→ WHAT IS REQUIRED:
Write out every entry precisely as given, leaving the pictures out.

- - - - - - -

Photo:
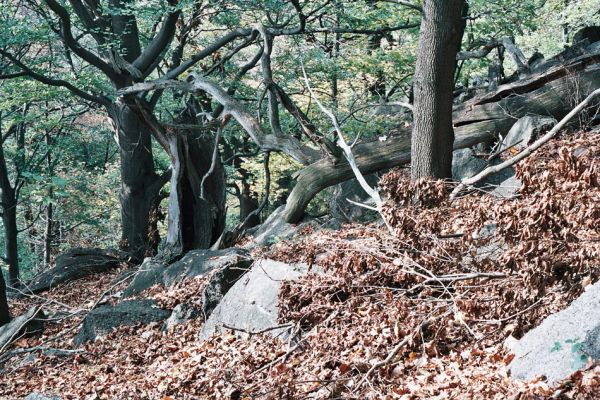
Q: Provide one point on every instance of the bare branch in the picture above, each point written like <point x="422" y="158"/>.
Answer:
<point x="528" y="151"/>
<point x="73" y="44"/>
<point x="102" y="100"/>
<point x="287" y="144"/>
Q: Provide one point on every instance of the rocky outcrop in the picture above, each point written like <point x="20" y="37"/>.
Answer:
<point x="251" y="304"/>
<point x="562" y="343"/>
<point x="194" y="263"/>
<point x="105" y="318"/>
<point x="29" y="324"/>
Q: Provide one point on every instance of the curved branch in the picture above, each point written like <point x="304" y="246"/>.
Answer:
<point x="72" y="44"/>
<point x="158" y="44"/>
<point x="102" y="100"/>
<point x="286" y="144"/>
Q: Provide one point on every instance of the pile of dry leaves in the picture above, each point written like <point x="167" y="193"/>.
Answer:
<point x="420" y="313"/>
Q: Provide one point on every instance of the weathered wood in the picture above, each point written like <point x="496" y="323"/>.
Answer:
<point x="552" y="92"/>
<point x="76" y="264"/>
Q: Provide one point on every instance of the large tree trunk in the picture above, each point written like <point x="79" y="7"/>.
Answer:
<point x="476" y="121"/>
<point x="4" y="313"/>
<point x="441" y="32"/>
<point x="194" y="221"/>
<point x="9" y="219"/>
<point x="140" y="184"/>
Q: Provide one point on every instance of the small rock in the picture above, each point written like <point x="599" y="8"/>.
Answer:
<point x="251" y="304"/>
<point x="127" y="313"/>
<point x="29" y="324"/>
<point x="525" y="131"/>
<point x="562" y="343"/>
<point x="181" y="314"/>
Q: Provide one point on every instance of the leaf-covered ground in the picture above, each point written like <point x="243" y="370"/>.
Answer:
<point x="421" y="312"/>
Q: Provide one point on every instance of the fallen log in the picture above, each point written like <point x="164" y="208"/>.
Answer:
<point x="75" y="264"/>
<point x="553" y="92"/>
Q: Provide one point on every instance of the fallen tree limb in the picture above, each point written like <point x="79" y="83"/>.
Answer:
<point x="476" y="121"/>
<point x="527" y="151"/>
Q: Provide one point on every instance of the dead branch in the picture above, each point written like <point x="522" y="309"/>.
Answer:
<point x="373" y="193"/>
<point x="394" y="352"/>
<point x="527" y="151"/>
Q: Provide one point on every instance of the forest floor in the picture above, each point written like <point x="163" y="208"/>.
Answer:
<point x="423" y="296"/>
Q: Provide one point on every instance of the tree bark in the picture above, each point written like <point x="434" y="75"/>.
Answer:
<point x="194" y="222"/>
<point x="478" y="120"/>
<point x="4" y="312"/>
<point x="441" y="33"/>
<point x="9" y="219"/>
<point x="140" y="185"/>
<point x="48" y="234"/>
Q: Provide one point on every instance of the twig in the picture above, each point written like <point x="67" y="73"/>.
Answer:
<point x="392" y="354"/>
<point x="466" y="277"/>
<point x="341" y="142"/>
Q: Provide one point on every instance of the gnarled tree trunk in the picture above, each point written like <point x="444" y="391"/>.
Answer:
<point x="441" y="32"/>
<point x="194" y="221"/>
<point x="140" y="185"/>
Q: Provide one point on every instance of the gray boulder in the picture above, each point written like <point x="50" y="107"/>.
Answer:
<point x="562" y="343"/>
<point x="251" y="304"/>
<point x="29" y="324"/>
<point x="525" y="131"/>
<point x="194" y="263"/>
<point x="103" y="319"/>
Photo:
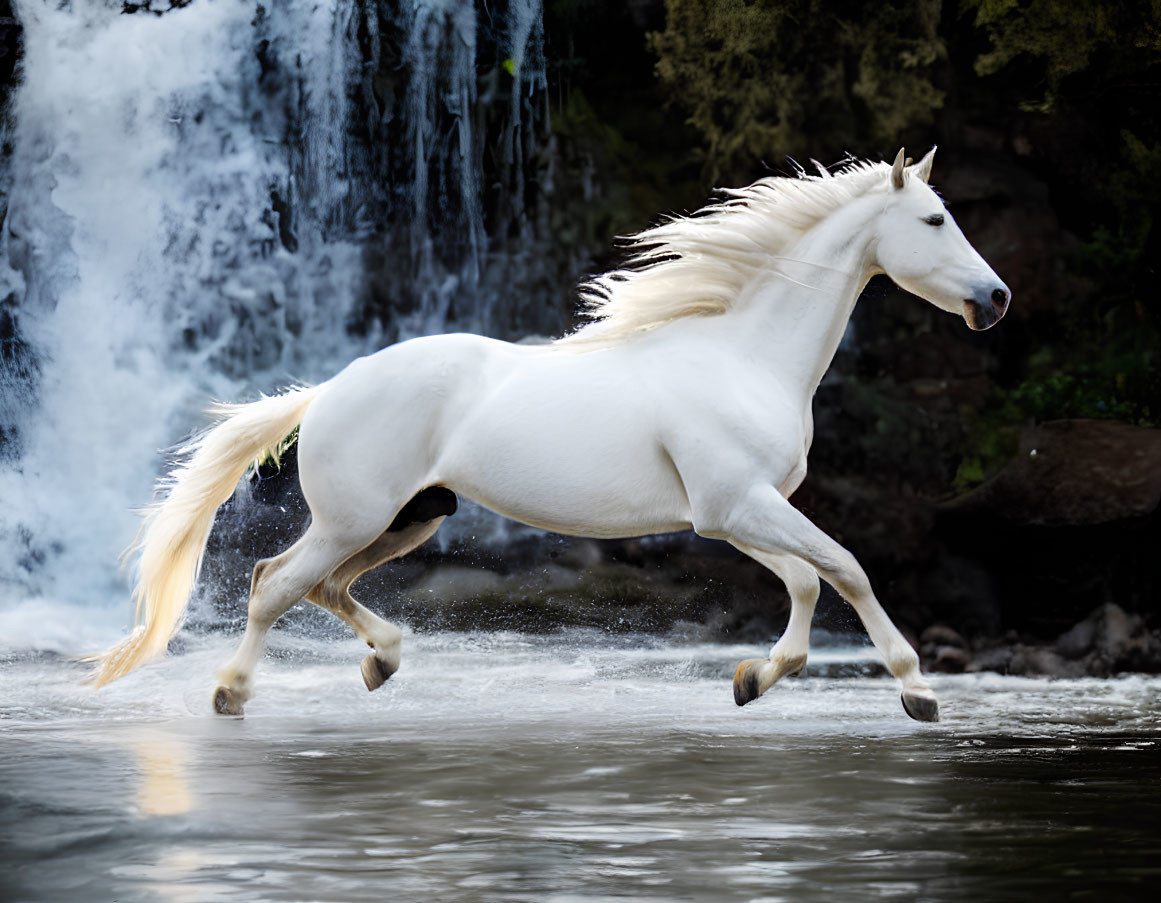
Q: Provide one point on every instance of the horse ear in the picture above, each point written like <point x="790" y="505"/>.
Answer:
<point x="896" y="170"/>
<point x="923" y="167"/>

- - - - - - -

→ FULL ANSWER:
Photo:
Q: Provide one point on every instance of the bare branch in the picture above, each point written like <point x="422" y="158"/>.
Answer:
<point x="528" y="151"/>
<point x="73" y="44"/>
<point x="102" y="100"/>
<point x="287" y="144"/>
Q: Provide one point on every instance of the rocky outcrop in the picture above, each point written like <point x="20" y="37"/>.
Answer:
<point x="251" y="304"/>
<point x="562" y="343"/>
<point x="194" y="263"/>
<point x="105" y="318"/>
<point x="29" y="324"/>
Q: Provide one point on every instance of the curved branch in the picture above, each point written like <point x="304" y="246"/>.
Answer:
<point x="72" y="44"/>
<point x="158" y="44"/>
<point x="102" y="100"/>
<point x="286" y="144"/>
Q: Provide one point on every instance of the pile of dry leaves in the picture above, each point written like <point x="167" y="193"/>.
Answer:
<point x="420" y="313"/>
Q: Provide one point on every instance of the weathered wood in the picture above, each point written like <point x="496" y="323"/>.
Answer:
<point x="552" y="92"/>
<point x="76" y="264"/>
Q: Provide one point on every instance of the large tree trunk in the picture above, each point written like <point x="79" y="7"/>.
Answer:
<point x="476" y="121"/>
<point x="4" y="313"/>
<point x="441" y="32"/>
<point x="194" y="221"/>
<point x="9" y="219"/>
<point x="140" y="184"/>
Q: Provide one point on every instance of the small rock in the picture above, each point written like <point x="599" y="8"/>.
Answer:
<point x="251" y="304"/>
<point x="127" y="313"/>
<point x="29" y="324"/>
<point x="525" y="131"/>
<point x="562" y="343"/>
<point x="181" y="314"/>
Q: Provide one point on every instance of the leaf-covered ground in the picture above, each point written like <point x="243" y="370"/>.
Answer:
<point x="421" y="312"/>
Q: Provide one point on every instance of the fallen log in the picture above, each point written like <point x="164" y="208"/>.
Answer:
<point x="75" y="264"/>
<point x="553" y="92"/>
Q: Provide one point on every instance of the fallen tree limb in the picture above, each point written like <point x="79" y="83"/>.
Answer:
<point x="476" y="121"/>
<point x="527" y="151"/>
Q: Provide one point on every instance of the dead branch in the picture above, each point written like <point x="522" y="309"/>.
Answer:
<point x="373" y="193"/>
<point x="394" y="352"/>
<point x="527" y="151"/>
Q: Provide one point on every instance of the forest floor in the picture above, each point written like <point x="163" y="208"/>.
Answer:
<point x="423" y="296"/>
Q: Provide one point on every instance of the tree bark in the picture above, each point written like <point x="434" y="75"/>.
Answer:
<point x="194" y="222"/>
<point x="478" y="120"/>
<point x="4" y="312"/>
<point x="441" y="33"/>
<point x="9" y="219"/>
<point x="140" y="185"/>
<point x="48" y="234"/>
Q: Provide one point on every instance of the twig in the picture above, each point written like <point x="67" y="73"/>.
Answer:
<point x="392" y="354"/>
<point x="466" y="277"/>
<point x="341" y="142"/>
Q: Provide one point on every instance of the gnarled tree trunk in the picture above, each point written like <point x="444" y="391"/>.
Answer:
<point x="441" y="32"/>
<point x="194" y="221"/>
<point x="140" y="185"/>
Q: Provide one point on every instance of the gray boulder in the picture above, each point written like <point x="50" y="107"/>.
Answer:
<point x="562" y="343"/>
<point x="251" y="304"/>
<point x="29" y="324"/>
<point x="525" y="131"/>
<point x="194" y="263"/>
<point x="103" y="319"/>
Photo:
Q: Provide one point on every instance of the horse ear in the picture above, each point written like <point x="790" y="505"/>.
Answer:
<point x="896" y="170"/>
<point x="923" y="167"/>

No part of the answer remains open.